* [EXERCISE DESCRIPTION] Images must not appear in your copy; reproduce every other part of the records exactly.
====== ENTRIES SHOWN ======
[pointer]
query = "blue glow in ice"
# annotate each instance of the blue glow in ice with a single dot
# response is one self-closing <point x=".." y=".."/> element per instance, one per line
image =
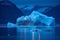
======
* [SOLUTION FOR THIS TASK]
[pointer]
query = "blue glow in ice"
# annotate each instance of the blue glow in ice with a single dot
# response is one self-closing <point x=".." y=".."/> element per instance, one per line
image =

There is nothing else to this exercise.